The entries below need to be written out exactly, with no pictures included.

───── SOURCE MATERIAL ─────

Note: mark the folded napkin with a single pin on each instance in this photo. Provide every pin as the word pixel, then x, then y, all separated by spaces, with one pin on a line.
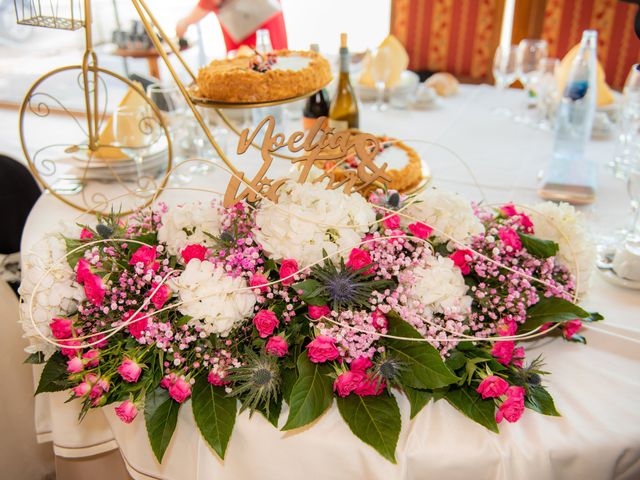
pixel 605 96
pixel 131 99
pixel 397 57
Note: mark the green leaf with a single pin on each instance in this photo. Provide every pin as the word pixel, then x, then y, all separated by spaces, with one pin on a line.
pixel 311 394
pixel 471 404
pixel 417 399
pixel 214 413
pixel 54 376
pixel 539 400
pixel 555 310
pixel 424 366
pixel 35 358
pixel 311 292
pixel 375 420
pixel 161 416
pixel 538 247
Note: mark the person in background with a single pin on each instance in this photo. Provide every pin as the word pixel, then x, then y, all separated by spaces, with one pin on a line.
pixel 274 24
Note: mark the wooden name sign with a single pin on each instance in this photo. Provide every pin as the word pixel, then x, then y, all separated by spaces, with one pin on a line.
pixel 316 145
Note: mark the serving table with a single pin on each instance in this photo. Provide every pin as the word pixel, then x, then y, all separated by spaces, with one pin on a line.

─────

_RESULT OF THE TASK_:
Note: mark the folded napkin with a single pin on each instance in this photo. Provide every pin as the word pixel, then x, then y, all separated by spaces, with one pin on a line.
pixel 605 96
pixel 131 99
pixel 397 57
Note: mark the green leaf with a single pin on each instance in this photo. Provide every pin as the word pixel, then x, then y, all separated by spaces, with one pin on a line.
pixel 311 394
pixel 471 404
pixel 417 399
pixel 214 413
pixel 54 376
pixel 539 400
pixel 555 310
pixel 424 366
pixel 35 358
pixel 311 292
pixel 375 420
pixel 161 416
pixel 538 247
Note: mark the person in background with a single pin on each instance in this photo. Provide every pin as the word pixel, then x, then y, all separated by spaces, with one pin on a line.
pixel 274 24
Note: mark the wooden name sign with a single pin on each instance in this photo. Provide every pin as the word pixel, then x, then y, all separated by spaces, with one pin on a line.
pixel 316 145
Note: mark the serving table with a single pin on each instance in this photo. Provide every pin as the word pixel, then x, then y, all separated by spaces, with one pin on a line.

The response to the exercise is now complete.